■ **Page excerpt**:
....

- Born: Svante Fritz Vilhelm Thunberg 10 June 1969 (age 57) Stockholm, Sweden
- Occupations: Actor; manager; producer;
- Spouse: Malena Ernman ​(m. 2004)​
- Children: 2, including Greta Thunberg
- Father: Olof Thunberg

= Svante Thunberg =

Swedish actor (born 1969)

Svante Fritz Vilhelm Ernman Thunberg (born 10 June 1969) is a Swedish actor and producer. He is the father of activist Greta Thunberg.

==Life and career==
Svante Fritz Vilhelm Thunberg was born on 10 June 1969 in Stockholm, Sweden, the son of actor Olof Thunberg and actress Mona Andersson. Thunberg is named after an ancestral cousin, Svante Arrhenius, who won the Nobel Prize for Chemistry in 1903.

Before taking a course in drama studies at the University of Gothenburg, Thunberg appeared with his father in a production of A Midsummer Night's Dream.

....

■ **Dataset entries**:

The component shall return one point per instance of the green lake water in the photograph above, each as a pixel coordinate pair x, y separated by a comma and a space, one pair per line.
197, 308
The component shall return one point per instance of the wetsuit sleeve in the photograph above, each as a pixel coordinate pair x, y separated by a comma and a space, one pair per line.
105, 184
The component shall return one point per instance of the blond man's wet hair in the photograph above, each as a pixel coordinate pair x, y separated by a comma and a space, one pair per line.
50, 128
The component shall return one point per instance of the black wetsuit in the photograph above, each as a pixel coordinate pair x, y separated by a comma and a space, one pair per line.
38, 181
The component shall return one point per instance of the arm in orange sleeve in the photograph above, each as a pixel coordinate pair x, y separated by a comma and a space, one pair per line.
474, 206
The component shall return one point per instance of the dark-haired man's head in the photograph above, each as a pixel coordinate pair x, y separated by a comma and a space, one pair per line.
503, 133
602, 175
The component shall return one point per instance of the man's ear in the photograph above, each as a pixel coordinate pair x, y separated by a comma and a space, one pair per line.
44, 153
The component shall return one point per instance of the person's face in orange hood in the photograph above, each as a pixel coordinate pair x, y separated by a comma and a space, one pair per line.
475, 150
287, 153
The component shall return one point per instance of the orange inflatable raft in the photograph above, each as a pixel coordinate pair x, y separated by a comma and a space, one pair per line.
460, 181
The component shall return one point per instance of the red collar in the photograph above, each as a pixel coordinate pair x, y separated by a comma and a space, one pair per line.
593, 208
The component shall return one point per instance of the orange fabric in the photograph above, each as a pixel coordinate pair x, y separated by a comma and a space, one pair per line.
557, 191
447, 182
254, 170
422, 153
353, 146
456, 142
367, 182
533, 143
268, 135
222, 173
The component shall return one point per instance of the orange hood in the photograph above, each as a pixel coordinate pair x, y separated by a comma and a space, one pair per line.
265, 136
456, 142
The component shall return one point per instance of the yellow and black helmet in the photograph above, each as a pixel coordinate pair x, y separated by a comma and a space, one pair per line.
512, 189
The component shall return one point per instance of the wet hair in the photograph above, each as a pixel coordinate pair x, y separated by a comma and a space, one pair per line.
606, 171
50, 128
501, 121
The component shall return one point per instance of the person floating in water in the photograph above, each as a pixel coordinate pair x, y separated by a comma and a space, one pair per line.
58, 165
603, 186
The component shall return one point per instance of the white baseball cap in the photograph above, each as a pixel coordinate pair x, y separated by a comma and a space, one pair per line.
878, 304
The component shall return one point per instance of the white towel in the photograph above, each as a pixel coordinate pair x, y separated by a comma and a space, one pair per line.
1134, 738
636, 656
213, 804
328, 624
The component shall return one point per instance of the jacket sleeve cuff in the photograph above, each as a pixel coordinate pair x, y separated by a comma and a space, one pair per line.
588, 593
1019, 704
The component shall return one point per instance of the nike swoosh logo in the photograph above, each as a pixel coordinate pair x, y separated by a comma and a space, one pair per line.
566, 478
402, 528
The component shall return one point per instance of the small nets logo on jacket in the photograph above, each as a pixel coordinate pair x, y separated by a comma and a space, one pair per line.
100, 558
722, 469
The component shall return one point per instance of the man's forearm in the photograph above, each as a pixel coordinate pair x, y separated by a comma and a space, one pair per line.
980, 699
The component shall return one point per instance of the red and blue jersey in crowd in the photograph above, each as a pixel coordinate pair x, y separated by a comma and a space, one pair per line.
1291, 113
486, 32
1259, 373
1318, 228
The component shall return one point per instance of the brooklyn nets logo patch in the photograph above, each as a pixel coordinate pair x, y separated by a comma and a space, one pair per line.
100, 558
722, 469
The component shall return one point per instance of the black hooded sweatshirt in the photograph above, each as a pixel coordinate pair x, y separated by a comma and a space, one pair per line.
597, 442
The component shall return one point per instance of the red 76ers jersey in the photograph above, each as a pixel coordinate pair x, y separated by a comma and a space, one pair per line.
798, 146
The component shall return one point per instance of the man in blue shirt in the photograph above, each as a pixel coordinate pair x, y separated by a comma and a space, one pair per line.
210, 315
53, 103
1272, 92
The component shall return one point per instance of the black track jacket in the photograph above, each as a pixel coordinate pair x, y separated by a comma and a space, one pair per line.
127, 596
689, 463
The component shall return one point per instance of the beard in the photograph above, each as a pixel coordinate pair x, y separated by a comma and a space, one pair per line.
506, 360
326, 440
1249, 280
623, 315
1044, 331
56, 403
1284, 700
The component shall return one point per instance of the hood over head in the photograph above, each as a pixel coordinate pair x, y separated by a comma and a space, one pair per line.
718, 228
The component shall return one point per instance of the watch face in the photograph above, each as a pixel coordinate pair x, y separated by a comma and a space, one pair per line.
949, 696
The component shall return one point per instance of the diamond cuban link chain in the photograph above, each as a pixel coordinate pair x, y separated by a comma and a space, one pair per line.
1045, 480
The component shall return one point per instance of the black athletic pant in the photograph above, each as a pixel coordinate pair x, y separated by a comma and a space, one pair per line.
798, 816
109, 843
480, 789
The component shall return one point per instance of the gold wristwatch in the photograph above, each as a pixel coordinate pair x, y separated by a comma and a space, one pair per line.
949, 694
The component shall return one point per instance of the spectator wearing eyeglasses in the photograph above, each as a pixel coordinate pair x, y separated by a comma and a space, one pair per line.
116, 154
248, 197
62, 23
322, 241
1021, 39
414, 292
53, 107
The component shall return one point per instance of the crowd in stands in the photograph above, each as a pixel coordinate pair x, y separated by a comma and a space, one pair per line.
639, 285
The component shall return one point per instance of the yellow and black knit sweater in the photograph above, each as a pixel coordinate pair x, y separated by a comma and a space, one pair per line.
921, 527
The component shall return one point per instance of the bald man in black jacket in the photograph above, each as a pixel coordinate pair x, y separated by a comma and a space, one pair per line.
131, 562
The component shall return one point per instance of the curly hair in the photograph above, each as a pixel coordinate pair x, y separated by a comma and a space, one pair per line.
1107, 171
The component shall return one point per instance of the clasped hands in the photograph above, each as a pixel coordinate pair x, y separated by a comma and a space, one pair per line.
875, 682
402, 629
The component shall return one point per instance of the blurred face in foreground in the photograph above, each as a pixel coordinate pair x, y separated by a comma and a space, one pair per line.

....

■ **Exercise aim**: In two sentences, summarize the Svante Thunberg page above.

■ **Solution to the exercise**: Svante Thunberg is a Swedish actor and producer, born on 10 June 1969 in Stockholm to actor Olof Thunberg and actress Mona Andersson, and he is the father of activist Greta Thunberg. He is named after an ancestral cousin, 1903 Nobel Prize for Chemistry winner Svante Arrhenius, and he appeared with his father in A Midsummer Night's Dream before taking a drama studies course at the University of Gothenburg.